| What to work on |
**a.** According to the abstract, what process turned the viologen-based covalent polymer into an aerogel?
**b.** Using the abstract, decide whether each statement agrees with it. For each, answer yes or no and quote the deciding words. (i) The polymer formed nanoparticles between 70 and 120 nm in size. (ii) Contact time in the adsorption experiments ranged from 5 to 60 min. (iii) The kinetic and isotherm analyses pointed to chemisorption as the main mechanism of adsorption.
**c.** Translate this sentence from the abstract into Spanish: "The thermal stability of the prepared cationic polyviologen was also explored."

Adsorption isotherms and kinetic studies for the removal of toxic reactive dyestuffs from contaminated water using a viologen-based covalent polymer

Abstract

A polyviologen-based adsorbent was prepared via polymerization of a viologen-dialdehyde with a hydroxyl-substituted aryl-dihydrazide in acidified water. The viologen-based covalent polymer aerogel was then generated by freeze–drying. The adsorption of Reactive Blue 19 (RB19) dye onto this viologen-based covalent polymer in aqueous solutions was explored. Scanning electron microscopy (SEM), transmission electron microscopy (TEM), Fourier-transform infrared (FTIR) spectroscopy, X-ray diffraction (XRD) analysis, and energy-dispersive X-ray (EDX) spectroscopy were employed to study the surface morphology and chemical composition of the cationic polyviologen before and after the adsorption of RB19. The thermal stability of the prepared cationic polyviologen was also explored. The polymer adsorbent displayed the formation of nanoparticles (70–120 nm) with a high surface area (32 m² g⁻¹) upon dispersion in an aqueous environment. The adsorption experiments were conducted as a function of the polymer amount (0.1–0.5 g L⁻¹), contact time (5–30 min), pH_o (3.0–9.0), and initial dye concentration. It was found that a total amount of 0.5 g L⁻¹ of the polymer removes up to 99% of 20 mg L⁻¹ RB19 solution preadjusted to pH_o 3 in 10 min. Under optimum conditions, the adsorption course was best described by the Lagergren pseudo-first-order kinetics and Dubinin–Radushkevich isotherm models. The results of the kinetic and isotherm analyses proposed that physisorption is the main mechanism of adsorption.

| Supplied records |
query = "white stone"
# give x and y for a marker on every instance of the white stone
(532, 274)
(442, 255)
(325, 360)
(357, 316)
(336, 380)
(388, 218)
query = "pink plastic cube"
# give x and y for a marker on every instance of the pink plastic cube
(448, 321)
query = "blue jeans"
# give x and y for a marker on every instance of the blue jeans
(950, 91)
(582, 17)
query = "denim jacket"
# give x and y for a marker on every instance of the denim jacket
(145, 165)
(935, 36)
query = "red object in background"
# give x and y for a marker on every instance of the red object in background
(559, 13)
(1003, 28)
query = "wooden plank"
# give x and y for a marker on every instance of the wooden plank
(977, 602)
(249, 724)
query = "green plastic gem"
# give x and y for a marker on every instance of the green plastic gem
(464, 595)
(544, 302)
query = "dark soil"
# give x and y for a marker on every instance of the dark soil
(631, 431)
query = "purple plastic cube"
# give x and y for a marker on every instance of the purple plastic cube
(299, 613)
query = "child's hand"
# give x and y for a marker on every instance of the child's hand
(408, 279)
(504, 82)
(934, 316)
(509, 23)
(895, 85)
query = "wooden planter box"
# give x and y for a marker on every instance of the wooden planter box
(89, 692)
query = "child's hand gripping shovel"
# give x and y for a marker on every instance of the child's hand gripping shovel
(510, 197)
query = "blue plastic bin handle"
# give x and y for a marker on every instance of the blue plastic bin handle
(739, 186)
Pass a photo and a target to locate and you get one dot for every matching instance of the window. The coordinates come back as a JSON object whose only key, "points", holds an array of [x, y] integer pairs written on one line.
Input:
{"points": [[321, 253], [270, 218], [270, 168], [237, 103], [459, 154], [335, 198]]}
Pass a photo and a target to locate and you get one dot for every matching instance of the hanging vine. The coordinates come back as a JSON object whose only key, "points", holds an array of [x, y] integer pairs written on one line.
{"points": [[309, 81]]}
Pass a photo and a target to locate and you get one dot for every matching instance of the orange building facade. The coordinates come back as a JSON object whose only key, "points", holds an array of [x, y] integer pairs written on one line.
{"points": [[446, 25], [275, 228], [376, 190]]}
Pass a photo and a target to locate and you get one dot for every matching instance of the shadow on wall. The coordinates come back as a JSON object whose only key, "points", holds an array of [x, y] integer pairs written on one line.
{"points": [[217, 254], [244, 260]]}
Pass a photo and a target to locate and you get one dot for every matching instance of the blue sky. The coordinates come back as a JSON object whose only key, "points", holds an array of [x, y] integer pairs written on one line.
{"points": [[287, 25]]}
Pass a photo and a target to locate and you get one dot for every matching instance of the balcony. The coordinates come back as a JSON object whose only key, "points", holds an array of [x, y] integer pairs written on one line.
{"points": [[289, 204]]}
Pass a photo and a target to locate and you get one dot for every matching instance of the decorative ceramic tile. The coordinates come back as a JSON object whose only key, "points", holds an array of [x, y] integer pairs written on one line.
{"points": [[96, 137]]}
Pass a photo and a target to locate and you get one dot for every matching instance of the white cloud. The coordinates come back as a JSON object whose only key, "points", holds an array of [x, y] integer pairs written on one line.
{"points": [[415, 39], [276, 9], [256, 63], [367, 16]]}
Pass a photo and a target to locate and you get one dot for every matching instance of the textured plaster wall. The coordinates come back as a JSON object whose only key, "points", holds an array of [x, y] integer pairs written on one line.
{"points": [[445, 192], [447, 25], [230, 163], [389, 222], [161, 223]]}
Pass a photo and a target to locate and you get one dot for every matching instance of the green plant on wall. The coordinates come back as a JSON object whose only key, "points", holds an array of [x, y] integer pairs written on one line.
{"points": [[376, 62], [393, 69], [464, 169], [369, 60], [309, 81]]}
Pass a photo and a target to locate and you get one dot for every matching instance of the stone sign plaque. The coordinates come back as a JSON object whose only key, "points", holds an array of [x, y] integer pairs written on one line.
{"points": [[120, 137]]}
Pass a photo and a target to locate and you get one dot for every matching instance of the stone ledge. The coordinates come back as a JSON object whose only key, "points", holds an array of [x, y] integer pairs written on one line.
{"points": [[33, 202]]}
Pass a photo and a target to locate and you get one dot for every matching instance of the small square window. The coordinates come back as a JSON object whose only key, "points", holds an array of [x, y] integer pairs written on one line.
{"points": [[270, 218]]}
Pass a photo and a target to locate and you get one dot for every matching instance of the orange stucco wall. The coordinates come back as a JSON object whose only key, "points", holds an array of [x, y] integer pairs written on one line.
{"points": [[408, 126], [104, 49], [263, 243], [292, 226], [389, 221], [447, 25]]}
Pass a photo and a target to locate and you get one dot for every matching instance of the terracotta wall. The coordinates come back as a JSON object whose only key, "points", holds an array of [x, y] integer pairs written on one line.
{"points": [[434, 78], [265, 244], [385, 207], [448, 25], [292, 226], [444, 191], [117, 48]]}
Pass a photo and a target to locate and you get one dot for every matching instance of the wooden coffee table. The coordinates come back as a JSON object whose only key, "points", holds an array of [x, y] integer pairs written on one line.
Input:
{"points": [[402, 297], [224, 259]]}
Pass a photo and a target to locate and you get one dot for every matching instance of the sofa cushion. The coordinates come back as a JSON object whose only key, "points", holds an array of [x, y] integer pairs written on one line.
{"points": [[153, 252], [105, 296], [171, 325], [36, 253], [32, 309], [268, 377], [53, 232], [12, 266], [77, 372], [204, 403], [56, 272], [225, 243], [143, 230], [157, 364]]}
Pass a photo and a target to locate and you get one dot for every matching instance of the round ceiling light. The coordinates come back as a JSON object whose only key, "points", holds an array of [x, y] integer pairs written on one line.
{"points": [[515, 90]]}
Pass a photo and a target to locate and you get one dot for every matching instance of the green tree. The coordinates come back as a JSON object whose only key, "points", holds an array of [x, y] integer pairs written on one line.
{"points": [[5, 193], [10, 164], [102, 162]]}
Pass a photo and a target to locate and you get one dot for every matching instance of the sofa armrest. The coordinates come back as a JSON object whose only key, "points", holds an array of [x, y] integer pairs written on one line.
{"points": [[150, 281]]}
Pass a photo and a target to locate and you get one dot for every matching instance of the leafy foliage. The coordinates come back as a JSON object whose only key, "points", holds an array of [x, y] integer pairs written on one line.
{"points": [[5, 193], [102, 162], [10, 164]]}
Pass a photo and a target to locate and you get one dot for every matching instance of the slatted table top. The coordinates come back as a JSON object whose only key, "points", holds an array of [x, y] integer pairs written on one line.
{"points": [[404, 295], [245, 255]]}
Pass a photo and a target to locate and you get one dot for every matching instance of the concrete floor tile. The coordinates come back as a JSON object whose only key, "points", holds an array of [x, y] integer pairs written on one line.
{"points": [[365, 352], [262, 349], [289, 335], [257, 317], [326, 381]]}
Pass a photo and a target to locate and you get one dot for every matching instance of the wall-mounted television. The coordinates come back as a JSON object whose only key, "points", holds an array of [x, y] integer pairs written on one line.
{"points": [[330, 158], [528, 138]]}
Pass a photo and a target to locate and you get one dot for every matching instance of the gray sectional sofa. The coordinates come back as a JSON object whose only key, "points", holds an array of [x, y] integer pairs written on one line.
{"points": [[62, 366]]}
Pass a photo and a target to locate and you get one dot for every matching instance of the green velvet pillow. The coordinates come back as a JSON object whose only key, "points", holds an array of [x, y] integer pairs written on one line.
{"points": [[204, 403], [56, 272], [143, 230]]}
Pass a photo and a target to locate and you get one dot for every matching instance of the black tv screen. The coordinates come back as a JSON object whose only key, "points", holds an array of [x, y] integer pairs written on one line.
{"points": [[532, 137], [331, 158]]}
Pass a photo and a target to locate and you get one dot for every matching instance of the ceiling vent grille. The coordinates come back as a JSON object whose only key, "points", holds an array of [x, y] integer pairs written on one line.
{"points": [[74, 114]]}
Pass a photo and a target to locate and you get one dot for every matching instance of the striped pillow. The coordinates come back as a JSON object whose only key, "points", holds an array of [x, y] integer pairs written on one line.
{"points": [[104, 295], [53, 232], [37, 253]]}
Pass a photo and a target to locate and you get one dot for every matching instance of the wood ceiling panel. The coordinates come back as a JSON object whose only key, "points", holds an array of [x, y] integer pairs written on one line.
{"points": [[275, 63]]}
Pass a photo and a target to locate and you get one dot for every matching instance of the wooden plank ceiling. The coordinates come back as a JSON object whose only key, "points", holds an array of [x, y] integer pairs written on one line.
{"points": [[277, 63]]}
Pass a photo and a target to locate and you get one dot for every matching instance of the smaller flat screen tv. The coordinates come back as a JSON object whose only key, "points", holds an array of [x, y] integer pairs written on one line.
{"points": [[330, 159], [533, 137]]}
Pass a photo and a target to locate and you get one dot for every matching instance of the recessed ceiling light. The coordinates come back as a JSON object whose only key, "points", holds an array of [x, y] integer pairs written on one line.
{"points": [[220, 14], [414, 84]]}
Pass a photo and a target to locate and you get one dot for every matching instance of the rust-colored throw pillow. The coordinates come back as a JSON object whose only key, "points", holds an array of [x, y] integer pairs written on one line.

| Results for each task |
**a.** Freeze–drying.

**b.**
(i) Yes: "The polymer adsorbent displayed the formation of nanoparticles (70–120 nm)"
(ii) No: "contact time (5–30 min)"
(iii) No: "physisorption is the main mechanism of adsorption"

**c.** También se exploró la estabilidad térmica del poliviológeno catiónico preparado.